EXERCISE DATA:
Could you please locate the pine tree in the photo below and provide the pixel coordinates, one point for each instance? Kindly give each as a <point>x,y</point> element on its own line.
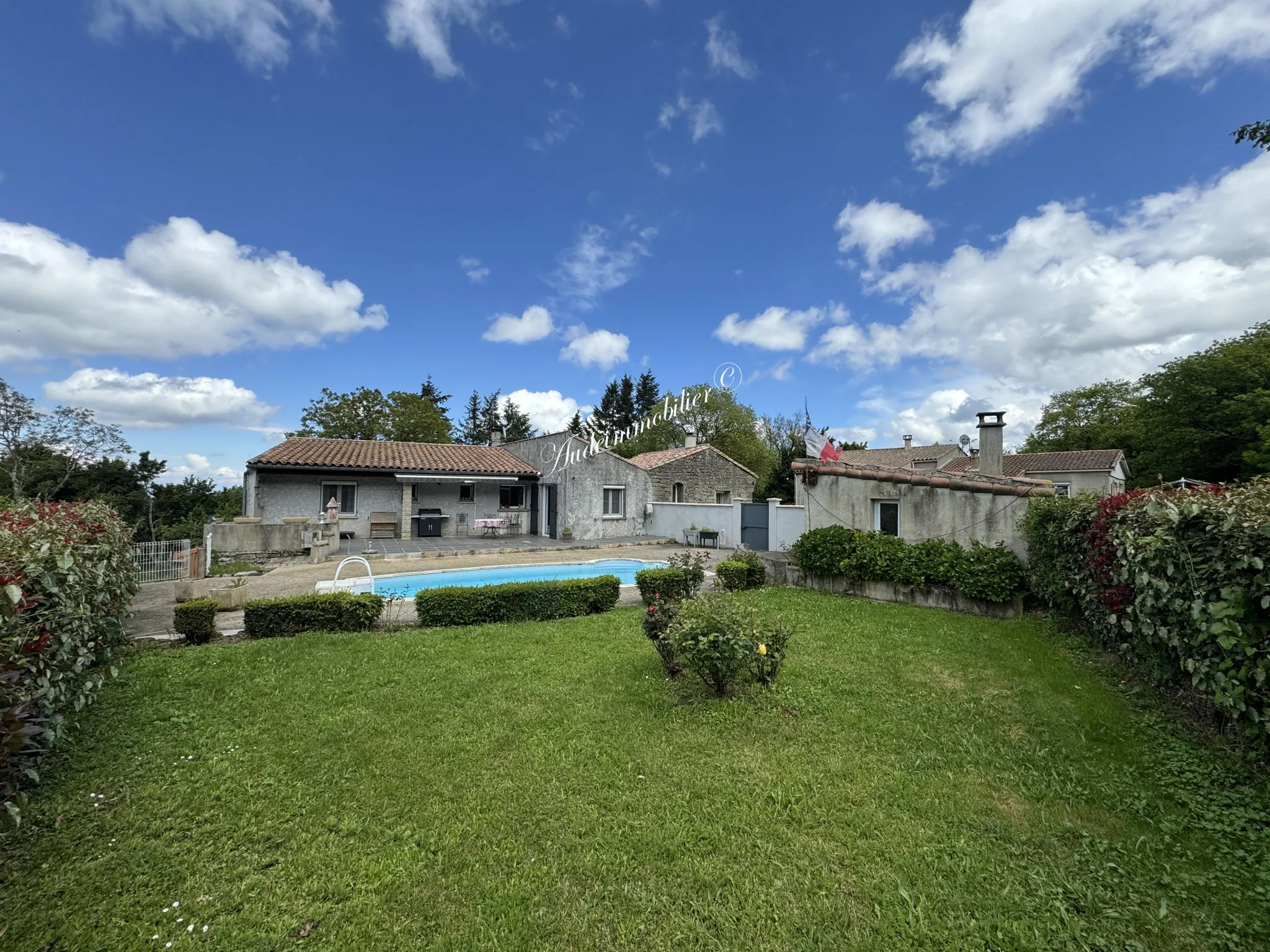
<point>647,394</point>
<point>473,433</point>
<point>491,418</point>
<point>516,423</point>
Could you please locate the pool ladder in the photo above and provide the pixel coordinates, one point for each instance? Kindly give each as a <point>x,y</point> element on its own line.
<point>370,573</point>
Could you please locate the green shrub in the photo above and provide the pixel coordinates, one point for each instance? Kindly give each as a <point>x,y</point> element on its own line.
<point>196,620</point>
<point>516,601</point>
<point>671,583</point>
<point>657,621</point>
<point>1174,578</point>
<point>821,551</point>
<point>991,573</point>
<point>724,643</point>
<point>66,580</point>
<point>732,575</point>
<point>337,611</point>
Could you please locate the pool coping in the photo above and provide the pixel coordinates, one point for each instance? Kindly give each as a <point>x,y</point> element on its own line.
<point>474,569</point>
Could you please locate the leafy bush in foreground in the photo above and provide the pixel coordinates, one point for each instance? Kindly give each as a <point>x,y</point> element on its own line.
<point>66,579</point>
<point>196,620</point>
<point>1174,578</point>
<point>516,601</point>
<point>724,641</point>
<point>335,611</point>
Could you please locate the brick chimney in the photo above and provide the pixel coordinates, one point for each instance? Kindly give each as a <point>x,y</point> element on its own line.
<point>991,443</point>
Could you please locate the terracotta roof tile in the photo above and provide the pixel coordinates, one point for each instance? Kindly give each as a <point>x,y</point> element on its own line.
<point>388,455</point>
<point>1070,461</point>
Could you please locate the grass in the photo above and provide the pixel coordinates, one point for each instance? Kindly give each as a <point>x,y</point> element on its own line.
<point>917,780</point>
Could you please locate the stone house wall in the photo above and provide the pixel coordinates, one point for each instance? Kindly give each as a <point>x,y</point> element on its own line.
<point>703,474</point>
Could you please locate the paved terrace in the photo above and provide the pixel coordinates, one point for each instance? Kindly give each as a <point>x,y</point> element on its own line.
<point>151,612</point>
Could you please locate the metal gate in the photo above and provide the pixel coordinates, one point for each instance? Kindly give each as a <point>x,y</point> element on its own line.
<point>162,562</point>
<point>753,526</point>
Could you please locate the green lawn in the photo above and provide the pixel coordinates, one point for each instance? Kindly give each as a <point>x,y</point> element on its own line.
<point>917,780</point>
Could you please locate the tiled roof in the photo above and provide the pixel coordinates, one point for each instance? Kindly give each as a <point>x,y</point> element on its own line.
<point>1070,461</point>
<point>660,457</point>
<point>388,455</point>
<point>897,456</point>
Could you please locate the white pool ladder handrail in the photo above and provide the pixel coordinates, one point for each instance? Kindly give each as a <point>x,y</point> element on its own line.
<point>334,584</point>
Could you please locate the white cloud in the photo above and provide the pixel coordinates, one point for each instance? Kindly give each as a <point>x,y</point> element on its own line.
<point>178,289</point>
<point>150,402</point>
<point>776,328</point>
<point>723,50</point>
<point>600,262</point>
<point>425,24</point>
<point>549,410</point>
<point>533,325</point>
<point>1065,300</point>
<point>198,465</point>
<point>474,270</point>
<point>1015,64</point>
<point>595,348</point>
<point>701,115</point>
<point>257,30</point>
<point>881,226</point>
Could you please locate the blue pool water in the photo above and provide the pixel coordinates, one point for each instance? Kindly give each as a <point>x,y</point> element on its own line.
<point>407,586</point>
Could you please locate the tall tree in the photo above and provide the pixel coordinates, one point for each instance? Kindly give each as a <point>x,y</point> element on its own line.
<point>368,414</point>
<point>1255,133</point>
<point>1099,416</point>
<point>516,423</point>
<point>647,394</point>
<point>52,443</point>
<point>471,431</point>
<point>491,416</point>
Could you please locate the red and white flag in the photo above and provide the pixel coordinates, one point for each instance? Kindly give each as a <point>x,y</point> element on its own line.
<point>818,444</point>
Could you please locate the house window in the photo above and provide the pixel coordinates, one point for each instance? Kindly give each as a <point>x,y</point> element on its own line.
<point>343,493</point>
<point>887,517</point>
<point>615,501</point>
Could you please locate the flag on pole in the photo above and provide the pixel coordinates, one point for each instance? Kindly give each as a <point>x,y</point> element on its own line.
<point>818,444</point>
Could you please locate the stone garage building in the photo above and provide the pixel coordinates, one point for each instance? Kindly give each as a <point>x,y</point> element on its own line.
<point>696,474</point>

TO DO: Copy the entire listing above word for word, with every line in its original order. Leave the picture out of your copy.

FINISHED ANSWER:
Could you please locate the pine tree in the photo below and provide the pixel coordinates, one point for each instance? Kindly give each as a <point>x,y</point> element on its own line.
<point>647,394</point>
<point>473,433</point>
<point>491,418</point>
<point>516,423</point>
Could you please locate the pool ladder in the photo above and provide the pixel coordinates, one point for each instance? Kindly give each as a <point>x,y</point> element on its own line.
<point>370,573</point>
Could you please locate the green shrub in the photo above and provide the pixel coordinates, one point for each instance? Kindly give each as a <point>x,y</point> element on its own line.
<point>196,620</point>
<point>516,601</point>
<point>671,583</point>
<point>657,621</point>
<point>1174,578</point>
<point>821,551</point>
<point>991,573</point>
<point>724,643</point>
<point>66,580</point>
<point>732,575</point>
<point>337,611</point>
Could you please locate the pool coping in the photo above and provide the pixel coordinates, one point for each instance? Kindly give each as a <point>x,y</point> element on its own line.
<point>474,569</point>
Could you please locate the leafy bush in foreground in the photo above and provide the pixel coordinates, one point for each instance? Kindly give each as a <point>x,y</point> element on its own line.
<point>66,579</point>
<point>196,620</point>
<point>1174,578</point>
<point>516,601</point>
<point>724,641</point>
<point>335,611</point>
Could you please locate the brick chimney in the photo above and provide the pixel coordinates, one point for each instance? Kindly give each as a <point>x,y</point> element on its own line.
<point>991,443</point>
Could you please locate the terracotta roof tile in the photo above and provide the pixel coordinates, one point for each instance? Kindly give each as a <point>x,y</point> element on its own line.
<point>388,455</point>
<point>1070,461</point>
Could you please locate the grass in the photo above and provide the pixel coordinates, one point for each instance? Kindly give each as a <point>x,y</point> element on its own line.
<point>917,780</point>
Could you please locate the stone house wall in the photo above and provide the pixel coordinates, one point for each instance? Kindly give each as a <point>x,y</point> element on its own line.
<point>703,474</point>
Could you please locate the paved terrace in the photo above and provide the pixel coordinates, one point for each instance? Kindly give each as a <point>x,y</point> element on its own line.
<point>151,612</point>
Could you please locate the metal gate in the photo above and provide the pixel coordinates, one point for each instance? Kindly give each as a <point>x,y</point> element on its own line.
<point>162,562</point>
<point>753,526</point>
Could you please locate the green lawn in the photo above and provide the pixel coordinates, one point for each instance? Kindly give each as a <point>x,y</point> element on its own line.
<point>917,780</point>
Could you please locate the tiled roof in the photo above and provide the pixel coordinates, one point for each instance? Kindly give each as a <point>x,y</point> element on its own line.
<point>1070,461</point>
<point>660,457</point>
<point>388,455</point>
<point>897,456</point>
Could you please locate the white pool ladder handrail in the photo above and provide the pixel coordinates, one point for each instance? Kindly give each as a <point>x,y</point> element on its own line.
<point>334,584</point>
Could you please locate the white cloud in the photo above and provide the pixel coordinates, one point for each instance? Kindly give each as a <point>x,y</point> element on its own line.
<point>178,289</point>
<point>150,402</point>
<point>776,328</point>
<point>723,50</point>
<point>600,262</point>
<point>425,24</point>
<point>549,410</point>
<point>533,325</point>
<point>1065,300</point>
<point>198,465</point>
<point>474,270</point>
<point>1015,64</point>
<point>595,348</point>
<point>701,115</point>
<point>257,30</point>
<point>881,226</point>
Could you please locate the blue pool water in the photo above and provide the pixel coordinates, one point for each instance? Kindly give each as a <point>x,y</point> element on its own line.
<point>407,586</point>
Could you please locate the tall tree in the photo above and provide the pixel coordinates, one point for each instance? Kindly give each as a <point>x,y</point> element on its own line.
<point>368,414</point>
<point>1255,133</point>
<point>1099,416</point>
<point>516,423</point>
<point>647,394</point>
<point>52,443</point>
<point>471,431</point>
<point>491,416</point>
Could you please locate the red and white flag in the photo above and provide the pixel coordinates, one point for each instance? Kindly give each as a <point>x,y</point> element on its own line.
<point>818,444</point>
Could you please locate the house window in the photo above and provide the pixel coordinates, one point for each instance? Kindly give each as a <point>x,y</point> element on its own line.
<point>343,493</point>
<point>887,517</point>
<point>615,501</point>
Could you please locate the flag on pole in the photo above and provide the pixel coordinates, one point for each instance? Kindly give each as a <point>x,y</point> element on its own line.
<point>818,444</point>
Could you please locate the stone garage building in the photo above and provide the pixel coordinates, one point for each instance? Kindly give each as a <point>x,y</point> element on its own line.
<point>696,474</point>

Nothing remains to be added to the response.